** Activity **
Please update the muscle-scaling thread, starting at "(See also here" and ending after "this specific chapter.", with "chapter" replaced by "section".

** Text passage **
What is a formula for calculate muscle strength for the size? I was curious by the world record for locomotion of animal. Fastest, Longest, Highest, and many kind of similar records
Because sometimes it use raw number such as speed of Cheetah as fastest animal. And sometimes it use body scale proportion like flea jumping longest
Which, I also have heard that, muscle will have more power in smaller size. That made small creature like flea have far more advantage
So tobe really fair record. I think it should calculate for compensate that, if all animal really scale into the same size, how muscle strength will be scaled into that size
If flea was really scaled up into the same size as hare (If I recalled hare has record holding for highest jump?), flea muscle strength should really drop dramastically. But now who will win the longest jump competition?
So I want that formula to scale the record of animal. For I can find the best mechanic of body plan. Is there a formula like that?
 A: There is no simple formula for the force provided by a muscle, as this depends on a number of factors (such as how often this muscle is exercised).  
Given this observation, what is known generally is that the force that can be provided by a muscle depends on its area, whereas the weight of a body depends on its volume.  Thus, in the case of the flea that you discuss, the muscles of a "super" flea twice the size of "normal" flea would be $4\times$ as strong, but the weight of the flea, which increases like its volume, would be $8\times$ the weight of a normal flea.  The super-flea would not be able to jump as high as the regular flea.
This is why statements on ants and fleas usually come with the comparatives such as "several times its own weight" or "several times its own height". 
There is a lot of qualitative statements like this that can be made using a technique called dimensional analysis.  It is important to realize that dimensional analysis is not good at predicting the detailed featured of a particular system, and so cannot be applied to understand the detailed functioning of specific muscles.
Nevertheless, some interesting observations based on this technique can be made.  For instance since the amount of blood that circulates in the body depends on the volume of the heart, and this circulation is required to maintain constant temperature, larger animals generally have slower heart rates than smaller ones.  Likewise, since the aerodynamic lift depends on wing area, smaller birds (like hummingbirds) for which a larger portion of the mass is in the body cannot glide very well and must beat their wings faster than larger birds (such as albatrosses or condors).  Of course there are exceptions as some animals have special adaptations, but clearly there are comparatively fewer insects in polar rather than warmer regions.  
An interesting analysis related to your question on muscles was be done on rowing times.  In the paper Rowing: a similarity analysis, published in Science 173.3994 (1971): 349-351 by Thomas A. McMahon, the author analyzed "why should larger boats containing many oarsmen go faster than smaller ones containing fewer oarsmen?".  McMahon used dimensional analysis to show that, for similar boats, racing times should go like $n^{-1/9}$, where $n$ is the number of oarsmen.  His data fits very well his model, as you can see below.

(See also here for application to a different type of (nonbiological) system).  
If you want further readings on this there is a nice chapter in the book by 
John D. Barrow and Frank J. Tipler: The anthropic cosmological principle. (1987)  The chapter I'm thinking of is self-contained and you don't need heavy quantum mechanics or cosmology to read this specific chapter.

(Data extracted from a collection)
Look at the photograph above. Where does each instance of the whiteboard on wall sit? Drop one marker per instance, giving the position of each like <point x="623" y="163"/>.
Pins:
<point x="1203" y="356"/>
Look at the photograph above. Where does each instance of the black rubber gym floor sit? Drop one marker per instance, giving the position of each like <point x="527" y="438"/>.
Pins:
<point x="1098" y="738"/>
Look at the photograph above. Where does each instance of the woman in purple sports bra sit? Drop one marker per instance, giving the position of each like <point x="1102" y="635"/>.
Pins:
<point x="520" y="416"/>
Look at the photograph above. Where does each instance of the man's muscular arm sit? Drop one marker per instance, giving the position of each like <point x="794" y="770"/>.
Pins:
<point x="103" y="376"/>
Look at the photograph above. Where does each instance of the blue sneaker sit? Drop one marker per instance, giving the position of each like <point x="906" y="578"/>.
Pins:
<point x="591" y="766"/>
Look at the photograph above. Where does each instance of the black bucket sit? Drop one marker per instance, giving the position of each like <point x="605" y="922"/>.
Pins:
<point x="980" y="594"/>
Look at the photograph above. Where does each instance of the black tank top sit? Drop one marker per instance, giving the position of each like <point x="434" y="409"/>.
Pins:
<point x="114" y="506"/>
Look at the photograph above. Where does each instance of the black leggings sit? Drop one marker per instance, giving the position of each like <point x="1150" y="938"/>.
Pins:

** Response to this exercise **
(See also here for application to a different type of (nonbiological) system).  
If you want further readings on this there is a nice section in the book by 
John D. Barrow and Frank J. Tipler: The anthropic cosmological principle. (1987)  The section I'm thinking of is self-contained and you don't need heavy quantum mechanics or cosmology to read this specific section.